* WHAT TO PRODUCE *
Show every line of the material below that contains the word "backrest", and copy each of those lines in full.

— Begin SUPPLIED RECORDS —

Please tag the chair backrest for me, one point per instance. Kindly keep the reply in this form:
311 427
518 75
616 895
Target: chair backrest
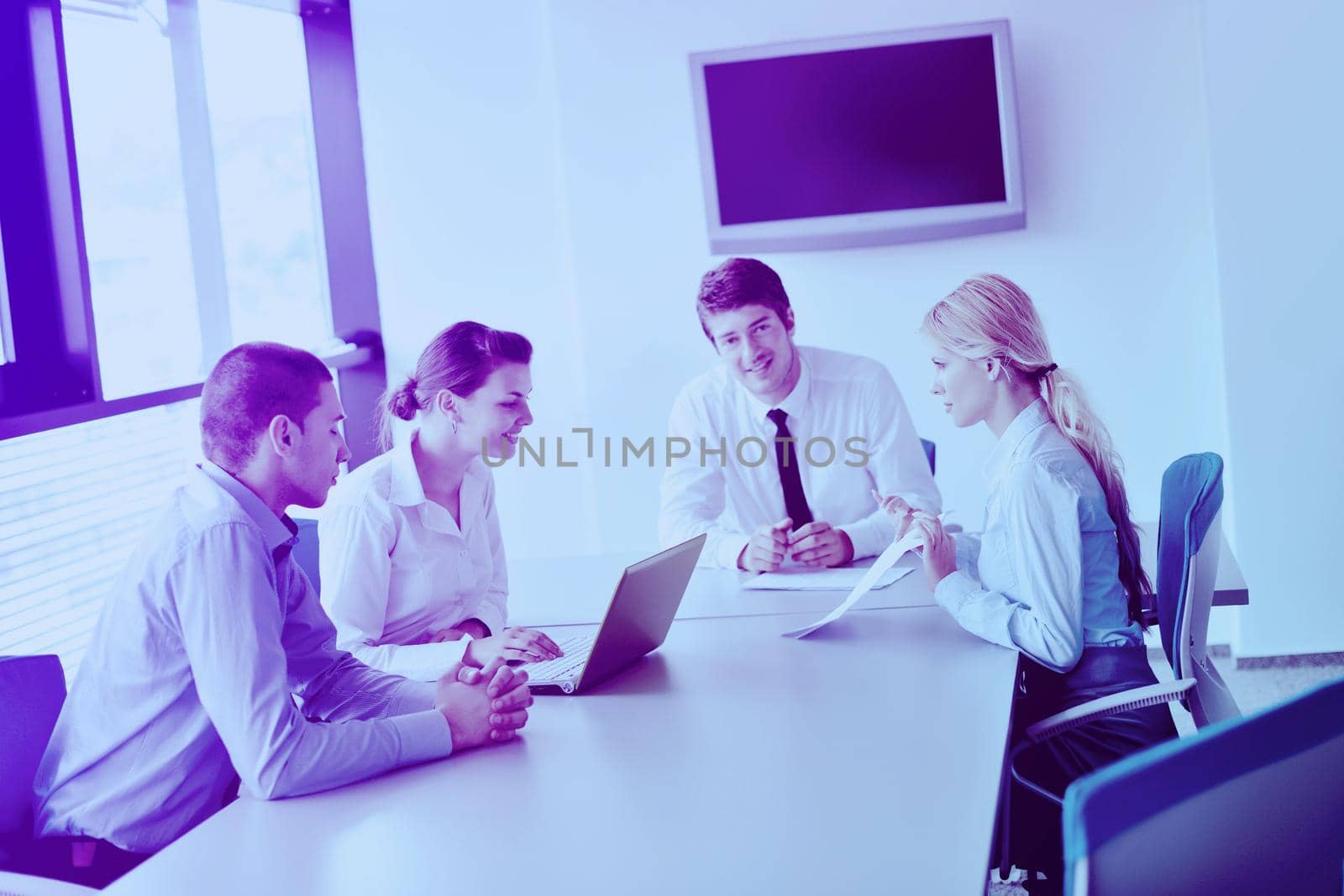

— End SUPPLIED RECORDS —

* SOLVED EXERCISE *
Please tag the chair backrest for me, one point per instance. Kindly keep the reply in this form:
Target: chair backrest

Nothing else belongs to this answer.